(Dataset items)
━━━━━━━━━━━━━━━━

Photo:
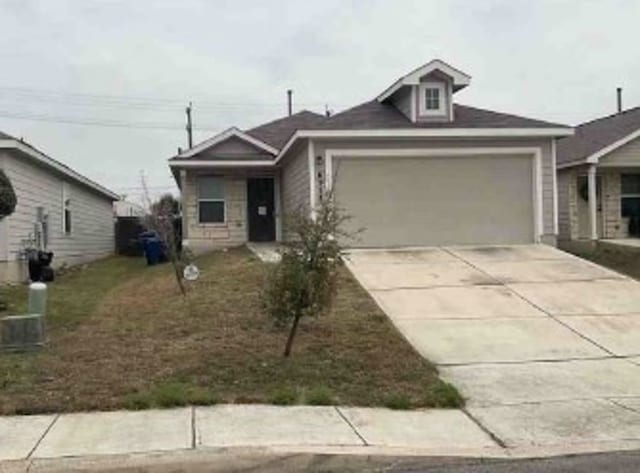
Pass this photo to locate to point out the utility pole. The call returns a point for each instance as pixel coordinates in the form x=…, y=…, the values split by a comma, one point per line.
x=189, y=126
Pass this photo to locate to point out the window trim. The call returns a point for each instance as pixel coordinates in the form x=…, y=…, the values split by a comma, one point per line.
x=422, y=98
x=66, y=207
x=223, y=200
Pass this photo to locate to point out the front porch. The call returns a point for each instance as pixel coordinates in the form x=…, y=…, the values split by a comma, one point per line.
x=225, y=208
x=603, y=202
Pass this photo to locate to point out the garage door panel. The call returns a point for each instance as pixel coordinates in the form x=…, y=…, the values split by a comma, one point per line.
x=436, y=201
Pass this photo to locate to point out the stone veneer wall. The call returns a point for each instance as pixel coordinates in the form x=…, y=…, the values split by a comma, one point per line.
x=611, y=207
x=206, y=236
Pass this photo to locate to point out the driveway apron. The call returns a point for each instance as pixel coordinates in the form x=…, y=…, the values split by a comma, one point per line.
x=544, y=346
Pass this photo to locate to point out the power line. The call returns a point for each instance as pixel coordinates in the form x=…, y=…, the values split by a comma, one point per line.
x=128, y=100
x=95, y=122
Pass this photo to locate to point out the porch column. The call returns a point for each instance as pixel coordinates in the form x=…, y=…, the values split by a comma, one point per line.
x=593, y=203
x=311, y=158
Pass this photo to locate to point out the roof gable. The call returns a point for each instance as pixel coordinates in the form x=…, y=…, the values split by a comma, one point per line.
x=24, y=149
x=278, y=132
x=458, y=78
x=598, y=137
x=224, y=137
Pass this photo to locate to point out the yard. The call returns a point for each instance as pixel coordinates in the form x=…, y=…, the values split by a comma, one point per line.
x=120, y=336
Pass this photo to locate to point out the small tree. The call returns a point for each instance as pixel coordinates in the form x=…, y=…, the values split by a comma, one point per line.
x=8, y=203
x=161, y=218
x=303, y=283
x=8, y=199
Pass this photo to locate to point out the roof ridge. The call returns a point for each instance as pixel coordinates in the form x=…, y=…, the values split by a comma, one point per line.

━━━━━━━━━━━━━━━━

**WHAT IS NEEDED**
Please write out exactly the line containing "Pass this photo to locate to point out the small" and every line after it through the end of the records, nothing more.

**WORKED SOLUTION**
Pass this photo to locate to point out the small tree. The call returns a point for each instance as pixel coordinates in the form x=…, y=…, the values split by a comma, one point per line.
x=8, y=203
x=161, y=218
x=303, y=283
x=8, y=199
Pass this photo to locate to point out the roof ridge. The call returns a point for each instance as pixel coordinates in the form x=…, y=…, the values split by a comma, one point per line.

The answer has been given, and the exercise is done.